Using the opinion column about Colbert and the equal-time rule, mark each statement yes or no and quote the words of the column that decide it: 1. James Talarico is one of three Democrats in the Texas Senate primary. 2. CBS gave Colbert no way to satisfy the equal-time rule. 3. The Late Show was reportedly losing $40 million a year.

* Source extract:
▼

DANIEL VAUGHAN: The Democrats Who Champion Black Women Just Tried to Sideline One

By 
, February 20, 2026

Stephen Colbert stood before his studio audience last week and told them a story about censorship. The most powerful man in the country, he said, had reached into his network and killed an interview. The First Amendment was under assault. Democracy, presumably, was darkening.

It was a lie. And the person who said so most clearly wasn't a conservative media critic or a Republican operative. It was Jasmine Crockett, the Black Democrat congresswoman, whose stunt Colbert's stunt purposely shafted. 

The facts are not complicated. Colbert had booked James Talarico, one of three Democrats competing in the Texas Senate primary, for an interview on his show. CBS lawyers flagged the Federal Communications Commission's equal-time rule — a broadcast law requiring that when a candidate appears on a non-news entertainment program, rival candidates in the same race get equivalent airtime. The Texas primary is less than two weeks away. CBS offered Colbert options to satisfy the rule. He ignored them, pulled the TV broadcast, and told his audience the network had silenced him.

Colbert has about ninety days left on television. His final episode airs in May — CBS is retiring the Late Show franchise entirely when he walks out. The show was reportedly losing $40 million a year. Colbert's relationship with the network had already turned brittle: he called a Paramount settlement with Trump a "bigfatbribe" on air months before the end was announced. A man in that position, with that history, has every incentive to go out as a martyr rather than a canceled TV host. The stunt had a motive. It also had a script.

▲

* Data segment:
▼

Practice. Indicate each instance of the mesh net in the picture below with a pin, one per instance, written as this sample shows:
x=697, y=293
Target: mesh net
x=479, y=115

▲

* Solution for this task:
1. Yes: "one of three Democrats competing in the Texas Senate primary"
2. No: "CBS offered Colbert options to satisfy the rule."
3. Yes: "The show was reportedly losing $40 million a year."